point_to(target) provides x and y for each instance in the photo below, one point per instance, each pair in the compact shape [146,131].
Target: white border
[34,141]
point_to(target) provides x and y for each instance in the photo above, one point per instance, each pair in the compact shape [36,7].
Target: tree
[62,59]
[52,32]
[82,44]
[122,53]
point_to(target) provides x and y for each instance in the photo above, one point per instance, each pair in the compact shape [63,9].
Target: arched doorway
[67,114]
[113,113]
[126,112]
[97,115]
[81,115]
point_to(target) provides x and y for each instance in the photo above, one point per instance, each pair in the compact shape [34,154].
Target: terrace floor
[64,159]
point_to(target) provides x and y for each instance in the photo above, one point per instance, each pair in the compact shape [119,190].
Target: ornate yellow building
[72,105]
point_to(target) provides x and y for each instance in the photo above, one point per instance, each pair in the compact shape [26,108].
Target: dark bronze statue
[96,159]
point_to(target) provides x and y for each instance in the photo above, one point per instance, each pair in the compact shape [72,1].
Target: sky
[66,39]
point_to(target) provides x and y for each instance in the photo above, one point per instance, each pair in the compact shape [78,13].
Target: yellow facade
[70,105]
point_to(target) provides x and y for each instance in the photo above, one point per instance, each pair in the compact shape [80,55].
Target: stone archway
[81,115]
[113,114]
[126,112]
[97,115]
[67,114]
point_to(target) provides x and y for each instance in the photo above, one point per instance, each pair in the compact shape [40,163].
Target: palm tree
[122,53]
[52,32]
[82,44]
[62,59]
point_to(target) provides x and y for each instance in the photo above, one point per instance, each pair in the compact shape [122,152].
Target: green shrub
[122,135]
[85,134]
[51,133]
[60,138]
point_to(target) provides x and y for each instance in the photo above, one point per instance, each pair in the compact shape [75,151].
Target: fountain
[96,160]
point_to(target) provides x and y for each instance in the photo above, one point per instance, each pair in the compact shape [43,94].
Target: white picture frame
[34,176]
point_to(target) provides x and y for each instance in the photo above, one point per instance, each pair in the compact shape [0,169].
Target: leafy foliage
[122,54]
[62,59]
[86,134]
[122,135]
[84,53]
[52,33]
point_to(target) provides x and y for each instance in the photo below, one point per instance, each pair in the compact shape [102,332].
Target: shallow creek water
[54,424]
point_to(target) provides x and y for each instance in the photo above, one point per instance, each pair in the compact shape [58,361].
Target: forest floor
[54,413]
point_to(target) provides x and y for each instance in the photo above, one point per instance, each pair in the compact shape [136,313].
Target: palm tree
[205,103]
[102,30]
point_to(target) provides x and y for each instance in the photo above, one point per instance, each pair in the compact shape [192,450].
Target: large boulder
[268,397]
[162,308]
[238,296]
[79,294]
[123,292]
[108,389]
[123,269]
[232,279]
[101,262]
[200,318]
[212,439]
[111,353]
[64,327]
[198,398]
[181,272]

**What the task asks**. Copy all of the material above line for line, without changing anything.

**Full solution**.
point_to(target) provides x and y for each instance in the photo below, one point per instance, each pair in the compact shape [146,131].
Target: white border
[34,141]
point_to(target) provides x and y for each instance in the photo above, one point per instance, each pair in the compact shape [36,7].
Target: tree
[62,59]
[52,32]
[82,44]
[122,53]
point_to(target) provides x and y for each instance in the photo above, one point per instance, each pair in the compact shape [63,9].
Target: arched doorway
[67,114]
[113,113]
[126,112]
[97,115]
[81,115]
point_to(target) provides x and y for each instance in the photo above, one point per instance, each pair in the compact shape [34,154].
Target: terrace floor
[64,159]
point_to(target) provides x and y for each instance in the photo above, one point per instance, each pair in the compact shape [119,190].
Target: ornate yellow building
[72,105]
point_to(target) provides x and y for each instance in the photo above, one point per instance, each pair in the compact shape [26,108].
Target: dark bronze statue
[96,159]
point_to(target) provides x and y for each instance in the photo above, one point per instance, each pair in the compact shape [72,1].
Target: sky
[66,39]
point_to(target) provides x and y for each instance in the photo above, one point per instance, each pair in the compact shape [78,13].
Target: yellow facade
[70,105]
point_to(target) provides x and y for each instance in the photo above, one point per instance, each pair in the compact shape [80,55].
Target: stone archway
[81,115]
[113,114]
[126,112]
[97,115]
[67,114]
point_to(target) provides x and y for each instance in the photo above, one point per instance, each pair in the compact shape [40,163].
Target: palm tree
[122,53]
[52,32]
[82,44]
[62,59]
point_to(target) provides x and y for each instance in the photo above, one point per instance, each pair in the compact shape [122,152].
Target: green shrub
[122,135]
[85,134]
[51,133]
[60,138]
point_to(target) provides x and y for each instance in the photo above, one point per instance, each pair in the compact shape [75,151].
Target: fountain
[96,160]
point_to(target) provides x and y for each instance in the photo above, one point per instance, each pair in the compact shape [43,94].
Target: white picture frame
[34,176]
point_to(target) provides x and y for each instance in the photo above, one point per instance, each pair in the compact shape [0,169].
Target: leafy foliage
[122,54]
[62,59]
[86,134]
[122,135]
[84,53]
[52,33]
point_to(target) provides x and y for each instance in the photo below, one point per instance, each pair in the compact shape [102,332].
Target: shallow creek water
[54,424]
point_to(target) provides x and y for each instance in the photo above, one point per instance, each pair in the compact shape [58,361].
Target: forest floor
[54,413]
point_to(target) provides x and y for each instance in the photo above, one point per instance, each pair in the compact shape [136,313].
Target: palm tree
[205,103]
[102,30]
point_to(target) provides x and y for each instance in the photo above, one point per instance, each pair in the compact shape [192,450].
Target: large boulder
[268,397]
[162,308]
[238,296]
[79,294]
[123,292]
[108,389]
[123,269]
[232,279]
[101,262]
[200,318]
[212,439]
[111,353]
[64,327]
[198,398]
[181,272]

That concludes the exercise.